▶ Aim of the exercise:
Nothing but the lines from the one with "Pick out each instance of the black winter" to the final line should be returned, each exactly as it appears.
*****
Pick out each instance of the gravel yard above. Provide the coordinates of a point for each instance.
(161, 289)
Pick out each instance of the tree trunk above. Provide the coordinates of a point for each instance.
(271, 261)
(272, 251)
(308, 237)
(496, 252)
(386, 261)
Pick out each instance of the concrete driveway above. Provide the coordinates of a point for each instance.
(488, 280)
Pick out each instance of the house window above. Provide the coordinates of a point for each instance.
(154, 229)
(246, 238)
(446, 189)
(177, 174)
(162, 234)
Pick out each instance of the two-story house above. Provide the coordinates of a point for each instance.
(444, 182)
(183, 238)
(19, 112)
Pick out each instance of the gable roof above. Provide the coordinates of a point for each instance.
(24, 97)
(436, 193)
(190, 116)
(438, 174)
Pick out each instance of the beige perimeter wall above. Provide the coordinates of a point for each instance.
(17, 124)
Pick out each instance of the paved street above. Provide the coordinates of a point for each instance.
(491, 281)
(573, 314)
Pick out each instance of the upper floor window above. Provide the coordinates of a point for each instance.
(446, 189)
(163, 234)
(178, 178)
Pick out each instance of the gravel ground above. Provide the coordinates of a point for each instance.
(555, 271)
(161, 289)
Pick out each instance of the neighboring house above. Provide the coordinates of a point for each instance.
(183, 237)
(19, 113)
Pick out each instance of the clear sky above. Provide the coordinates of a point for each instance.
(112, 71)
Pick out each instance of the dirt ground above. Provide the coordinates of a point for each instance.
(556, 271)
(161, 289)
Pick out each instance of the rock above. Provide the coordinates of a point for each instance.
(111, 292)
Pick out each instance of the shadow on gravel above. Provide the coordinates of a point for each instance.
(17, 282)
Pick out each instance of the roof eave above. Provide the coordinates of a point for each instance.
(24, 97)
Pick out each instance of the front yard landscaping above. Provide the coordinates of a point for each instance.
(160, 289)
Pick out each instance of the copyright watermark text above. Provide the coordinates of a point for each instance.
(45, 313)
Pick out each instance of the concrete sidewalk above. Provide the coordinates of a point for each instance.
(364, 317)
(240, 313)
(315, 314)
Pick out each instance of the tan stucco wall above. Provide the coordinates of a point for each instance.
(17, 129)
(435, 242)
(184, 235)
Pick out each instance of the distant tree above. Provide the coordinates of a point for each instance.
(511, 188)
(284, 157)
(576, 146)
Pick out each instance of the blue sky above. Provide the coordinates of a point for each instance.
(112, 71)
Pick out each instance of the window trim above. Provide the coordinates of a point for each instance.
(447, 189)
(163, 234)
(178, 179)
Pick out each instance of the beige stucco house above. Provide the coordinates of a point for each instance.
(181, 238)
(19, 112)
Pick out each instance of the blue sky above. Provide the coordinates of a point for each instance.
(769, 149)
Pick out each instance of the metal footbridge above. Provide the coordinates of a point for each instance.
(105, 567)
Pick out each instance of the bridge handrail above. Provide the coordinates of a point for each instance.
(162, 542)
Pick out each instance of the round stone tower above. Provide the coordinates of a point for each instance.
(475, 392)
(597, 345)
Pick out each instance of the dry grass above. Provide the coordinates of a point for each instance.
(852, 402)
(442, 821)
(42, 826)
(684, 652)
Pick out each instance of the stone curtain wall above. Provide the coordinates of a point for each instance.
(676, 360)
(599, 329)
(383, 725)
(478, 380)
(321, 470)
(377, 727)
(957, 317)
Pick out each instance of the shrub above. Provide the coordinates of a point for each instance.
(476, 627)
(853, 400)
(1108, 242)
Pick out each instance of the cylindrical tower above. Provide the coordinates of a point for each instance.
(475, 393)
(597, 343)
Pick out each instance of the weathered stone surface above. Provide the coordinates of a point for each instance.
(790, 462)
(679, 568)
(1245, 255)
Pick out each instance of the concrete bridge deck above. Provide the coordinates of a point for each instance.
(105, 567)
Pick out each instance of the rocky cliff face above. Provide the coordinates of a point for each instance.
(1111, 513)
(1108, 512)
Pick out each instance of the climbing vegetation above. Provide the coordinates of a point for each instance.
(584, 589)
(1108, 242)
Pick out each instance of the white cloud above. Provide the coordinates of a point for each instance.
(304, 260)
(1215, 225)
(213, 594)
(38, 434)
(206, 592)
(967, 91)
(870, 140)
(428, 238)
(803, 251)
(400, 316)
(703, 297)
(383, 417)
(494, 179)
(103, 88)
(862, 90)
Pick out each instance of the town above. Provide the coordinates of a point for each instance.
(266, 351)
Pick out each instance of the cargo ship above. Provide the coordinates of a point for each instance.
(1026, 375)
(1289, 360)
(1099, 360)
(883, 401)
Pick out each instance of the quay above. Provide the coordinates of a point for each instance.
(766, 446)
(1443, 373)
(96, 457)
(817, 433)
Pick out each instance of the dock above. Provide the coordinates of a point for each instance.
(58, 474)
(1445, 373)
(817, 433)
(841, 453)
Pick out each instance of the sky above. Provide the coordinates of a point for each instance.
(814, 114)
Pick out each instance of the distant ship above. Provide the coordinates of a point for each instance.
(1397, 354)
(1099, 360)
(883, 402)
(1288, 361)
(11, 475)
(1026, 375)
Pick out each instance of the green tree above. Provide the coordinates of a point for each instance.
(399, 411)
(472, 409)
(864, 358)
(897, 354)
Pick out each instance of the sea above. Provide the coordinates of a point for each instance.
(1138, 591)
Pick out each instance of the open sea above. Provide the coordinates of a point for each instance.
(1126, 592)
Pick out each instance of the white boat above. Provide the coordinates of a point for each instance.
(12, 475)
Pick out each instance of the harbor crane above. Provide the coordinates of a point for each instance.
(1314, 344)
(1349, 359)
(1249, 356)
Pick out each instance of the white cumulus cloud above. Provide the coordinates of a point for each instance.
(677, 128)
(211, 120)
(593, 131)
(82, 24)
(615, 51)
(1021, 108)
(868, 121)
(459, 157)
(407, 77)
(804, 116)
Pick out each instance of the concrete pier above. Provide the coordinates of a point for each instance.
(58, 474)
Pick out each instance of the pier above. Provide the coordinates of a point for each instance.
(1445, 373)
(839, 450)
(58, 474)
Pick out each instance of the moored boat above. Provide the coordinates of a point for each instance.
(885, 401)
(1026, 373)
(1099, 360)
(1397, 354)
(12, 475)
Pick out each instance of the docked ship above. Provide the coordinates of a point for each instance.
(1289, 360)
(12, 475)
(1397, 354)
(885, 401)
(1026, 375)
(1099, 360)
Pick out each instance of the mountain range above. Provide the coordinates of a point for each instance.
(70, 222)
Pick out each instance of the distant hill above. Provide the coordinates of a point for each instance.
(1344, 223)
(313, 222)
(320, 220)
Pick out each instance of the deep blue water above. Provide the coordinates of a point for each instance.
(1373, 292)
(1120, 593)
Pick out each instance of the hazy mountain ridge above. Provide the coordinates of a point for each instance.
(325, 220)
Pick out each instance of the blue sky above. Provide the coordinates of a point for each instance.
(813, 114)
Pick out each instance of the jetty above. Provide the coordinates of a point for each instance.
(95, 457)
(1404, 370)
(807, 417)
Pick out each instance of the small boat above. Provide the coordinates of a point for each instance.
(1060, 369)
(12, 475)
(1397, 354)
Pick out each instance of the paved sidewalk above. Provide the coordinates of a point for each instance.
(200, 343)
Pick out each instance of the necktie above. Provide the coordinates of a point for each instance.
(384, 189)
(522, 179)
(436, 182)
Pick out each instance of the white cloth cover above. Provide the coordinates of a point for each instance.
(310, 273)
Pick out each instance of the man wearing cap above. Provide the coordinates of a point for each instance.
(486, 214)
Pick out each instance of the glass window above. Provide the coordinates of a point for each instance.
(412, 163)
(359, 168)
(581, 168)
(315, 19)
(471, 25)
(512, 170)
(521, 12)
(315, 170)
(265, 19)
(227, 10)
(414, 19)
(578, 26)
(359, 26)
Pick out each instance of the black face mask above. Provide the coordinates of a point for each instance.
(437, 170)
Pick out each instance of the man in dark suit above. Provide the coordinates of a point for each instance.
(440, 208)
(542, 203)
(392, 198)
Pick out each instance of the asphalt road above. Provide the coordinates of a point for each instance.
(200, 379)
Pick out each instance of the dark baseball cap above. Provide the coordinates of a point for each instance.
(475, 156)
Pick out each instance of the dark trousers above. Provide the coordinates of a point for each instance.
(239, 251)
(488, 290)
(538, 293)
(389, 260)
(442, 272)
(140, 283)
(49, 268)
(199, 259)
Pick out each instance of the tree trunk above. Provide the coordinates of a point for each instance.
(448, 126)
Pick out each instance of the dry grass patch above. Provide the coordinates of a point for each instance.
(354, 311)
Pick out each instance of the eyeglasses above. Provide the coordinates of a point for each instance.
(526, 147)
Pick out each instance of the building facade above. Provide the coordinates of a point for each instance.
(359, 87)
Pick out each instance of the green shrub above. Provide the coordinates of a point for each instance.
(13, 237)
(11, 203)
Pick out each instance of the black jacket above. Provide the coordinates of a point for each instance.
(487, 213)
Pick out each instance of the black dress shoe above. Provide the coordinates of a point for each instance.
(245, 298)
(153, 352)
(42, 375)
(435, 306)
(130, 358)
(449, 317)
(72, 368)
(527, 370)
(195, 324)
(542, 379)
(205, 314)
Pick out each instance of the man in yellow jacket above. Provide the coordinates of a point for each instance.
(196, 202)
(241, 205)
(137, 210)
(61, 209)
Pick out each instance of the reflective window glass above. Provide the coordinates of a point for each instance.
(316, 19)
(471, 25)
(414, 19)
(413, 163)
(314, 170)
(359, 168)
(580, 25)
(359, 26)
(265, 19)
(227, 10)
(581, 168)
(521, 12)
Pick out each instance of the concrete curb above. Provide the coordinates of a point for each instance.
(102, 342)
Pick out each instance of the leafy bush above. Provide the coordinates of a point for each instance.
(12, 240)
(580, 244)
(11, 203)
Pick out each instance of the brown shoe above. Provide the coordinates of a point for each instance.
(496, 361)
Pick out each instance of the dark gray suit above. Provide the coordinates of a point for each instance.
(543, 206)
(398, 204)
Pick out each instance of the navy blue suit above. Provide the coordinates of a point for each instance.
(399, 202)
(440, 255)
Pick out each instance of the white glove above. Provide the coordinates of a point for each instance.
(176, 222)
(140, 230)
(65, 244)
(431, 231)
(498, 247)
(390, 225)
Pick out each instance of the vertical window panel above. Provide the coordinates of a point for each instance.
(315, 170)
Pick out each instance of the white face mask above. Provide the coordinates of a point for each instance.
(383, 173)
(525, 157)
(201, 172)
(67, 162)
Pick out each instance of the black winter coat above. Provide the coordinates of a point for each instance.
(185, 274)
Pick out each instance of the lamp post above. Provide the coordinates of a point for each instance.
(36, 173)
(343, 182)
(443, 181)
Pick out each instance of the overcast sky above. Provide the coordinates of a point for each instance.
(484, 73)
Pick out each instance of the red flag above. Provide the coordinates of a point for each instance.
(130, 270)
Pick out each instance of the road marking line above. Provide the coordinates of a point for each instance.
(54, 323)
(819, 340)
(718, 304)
*****
▶ Written solution:
Pick out each instance of the black winter coat above. Provide the coordinates of a point for each instance.
(185, 274)
Pick out each instance of the lamp post above. Provide the coordinates of a point for each instance.
(36, 173)
(343, 182)
(443, 181)
Pick out each instance of the overcast sky above. Provide the coordinates of a point for each instance.
(484, 73)
Pick out each instance of the red flag above. Provide the coordinates of a point for each instance.
(130, 270)
Pick out each instance of the road marking line above. Provide the coordinates of a point for each instance.
(54, 323)
(819, 340)
(718, 304)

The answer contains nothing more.